任务说明:
A. 面试题提取脚本把提取结果写入哪个文件？
B. 请原样重抄面试题提取脚本中从“import json”起、到“data = json.load(f)”为止（含这两处）的部分。
C. 以下说法是否与面试题提取脚本相符？(i) 脚本以 UTF-8 编码读取简历数据文件。(ii) 同一岗位群出现多次时，后出现的面试题会覆盖先前记录的。(iii) 输出的 JSON 使用 4 个空格缩进。每项请答“是”或“否”，并引用脚本中起决定作用的原文。

所附文本:
···
ALL-teach_sys/frontend_土木水利/extract_interview_questions.py

#!/usr/bin/env python3
# -*- coding: utf-8 -*-
"""
从土木水利岗位简历.json中提取各岗位群的面试题数据
"""

import json
import re

def extract_interview_questions():
    # 读取土木水利岗位简历数据
    with open('网页未导入数据/土木水利产业/土木水利岗位简历.json', 'r', encoding='utf-8') as f:
        data = json.load(f)

    # 创建岗位群到面试题的映射
    job_group_questions = {}

    for item in data:
        job_group = item.get('简历岗位群')
        interview_title = item.get('面试题')
        interview_content = item.get('面试题内容')

        if job_group and interview_content and job_group not in job_group_questions:
            # 解析面试题内容为结构化数据
            questions = parse_interview_content(interview_content, interview_title or job_group)
            if questions:
                job_group_questions[job_group] = questions

    # 输出结果
    with open('interview_questions_data.json', 'w', encoding='utf-8') as f:
        json.dump(job_group_questions, f, ensure_ascii=False, indent=2)
···
所示数据:
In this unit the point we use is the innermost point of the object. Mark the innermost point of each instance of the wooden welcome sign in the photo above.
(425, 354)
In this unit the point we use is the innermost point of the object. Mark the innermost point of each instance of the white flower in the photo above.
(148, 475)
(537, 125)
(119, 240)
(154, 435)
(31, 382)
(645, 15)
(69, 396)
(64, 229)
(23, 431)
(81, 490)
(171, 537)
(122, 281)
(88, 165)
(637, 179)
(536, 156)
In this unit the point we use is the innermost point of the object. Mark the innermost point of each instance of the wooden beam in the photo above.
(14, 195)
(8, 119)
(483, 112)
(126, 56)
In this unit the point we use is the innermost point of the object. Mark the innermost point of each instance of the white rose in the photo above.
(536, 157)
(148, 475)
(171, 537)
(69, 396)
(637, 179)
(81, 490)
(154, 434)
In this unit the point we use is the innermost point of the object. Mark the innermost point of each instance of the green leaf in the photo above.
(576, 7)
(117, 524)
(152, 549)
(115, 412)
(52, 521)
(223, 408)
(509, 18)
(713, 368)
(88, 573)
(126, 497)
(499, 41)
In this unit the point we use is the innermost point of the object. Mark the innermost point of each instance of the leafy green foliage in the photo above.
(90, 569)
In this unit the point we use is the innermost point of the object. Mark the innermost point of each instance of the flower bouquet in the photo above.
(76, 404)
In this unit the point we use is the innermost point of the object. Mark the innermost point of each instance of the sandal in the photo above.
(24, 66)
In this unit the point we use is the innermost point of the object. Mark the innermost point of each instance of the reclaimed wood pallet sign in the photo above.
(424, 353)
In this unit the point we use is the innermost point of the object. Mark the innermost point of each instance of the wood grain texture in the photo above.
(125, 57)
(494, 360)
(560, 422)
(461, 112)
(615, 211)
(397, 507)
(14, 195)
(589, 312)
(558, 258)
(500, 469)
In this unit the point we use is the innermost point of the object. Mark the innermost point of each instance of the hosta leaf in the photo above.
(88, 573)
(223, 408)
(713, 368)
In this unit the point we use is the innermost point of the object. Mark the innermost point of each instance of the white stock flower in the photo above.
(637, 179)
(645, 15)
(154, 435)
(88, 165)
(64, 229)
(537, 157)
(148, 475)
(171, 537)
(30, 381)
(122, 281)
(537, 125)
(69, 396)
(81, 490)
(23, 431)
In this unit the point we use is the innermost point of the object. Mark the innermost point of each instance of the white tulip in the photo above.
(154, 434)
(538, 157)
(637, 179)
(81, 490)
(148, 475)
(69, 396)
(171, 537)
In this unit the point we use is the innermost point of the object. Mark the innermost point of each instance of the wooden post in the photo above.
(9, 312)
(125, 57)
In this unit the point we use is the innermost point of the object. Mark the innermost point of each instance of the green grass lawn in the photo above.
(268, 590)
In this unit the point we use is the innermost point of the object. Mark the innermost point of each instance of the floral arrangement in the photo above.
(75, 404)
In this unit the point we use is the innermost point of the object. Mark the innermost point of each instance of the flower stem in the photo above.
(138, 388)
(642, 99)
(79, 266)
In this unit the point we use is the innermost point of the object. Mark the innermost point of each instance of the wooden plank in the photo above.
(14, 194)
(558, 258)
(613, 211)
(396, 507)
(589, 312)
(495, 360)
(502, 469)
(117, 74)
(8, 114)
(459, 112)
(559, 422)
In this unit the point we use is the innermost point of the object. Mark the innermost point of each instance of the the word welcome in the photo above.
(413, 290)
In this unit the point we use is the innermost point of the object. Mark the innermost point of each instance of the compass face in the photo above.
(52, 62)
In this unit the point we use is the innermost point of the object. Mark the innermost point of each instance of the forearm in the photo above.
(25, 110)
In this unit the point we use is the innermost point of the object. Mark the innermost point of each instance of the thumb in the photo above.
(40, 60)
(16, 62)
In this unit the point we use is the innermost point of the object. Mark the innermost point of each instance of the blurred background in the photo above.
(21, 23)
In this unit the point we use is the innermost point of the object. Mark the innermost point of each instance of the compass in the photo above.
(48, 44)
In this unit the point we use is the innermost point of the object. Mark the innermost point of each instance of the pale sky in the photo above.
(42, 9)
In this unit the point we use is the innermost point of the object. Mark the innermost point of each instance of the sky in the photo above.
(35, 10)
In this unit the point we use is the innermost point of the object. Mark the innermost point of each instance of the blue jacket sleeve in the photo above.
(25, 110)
···
问题解答:
A. interview_questions_data.json

B.
import json
import re

def extract_interview_questions():
    # 读取土木水利岗位简历数据
    with open('网页未导入数据/土木水利产业/土木水利岗位简历.json', 'r', encoding='utf-8') as f:
        data = json.load(f)

C.
(i) 是：“'r', encoding='utf-8'”
(ii) 否：“job_group not in job_group_questions”
(iii) 否：“indent=2”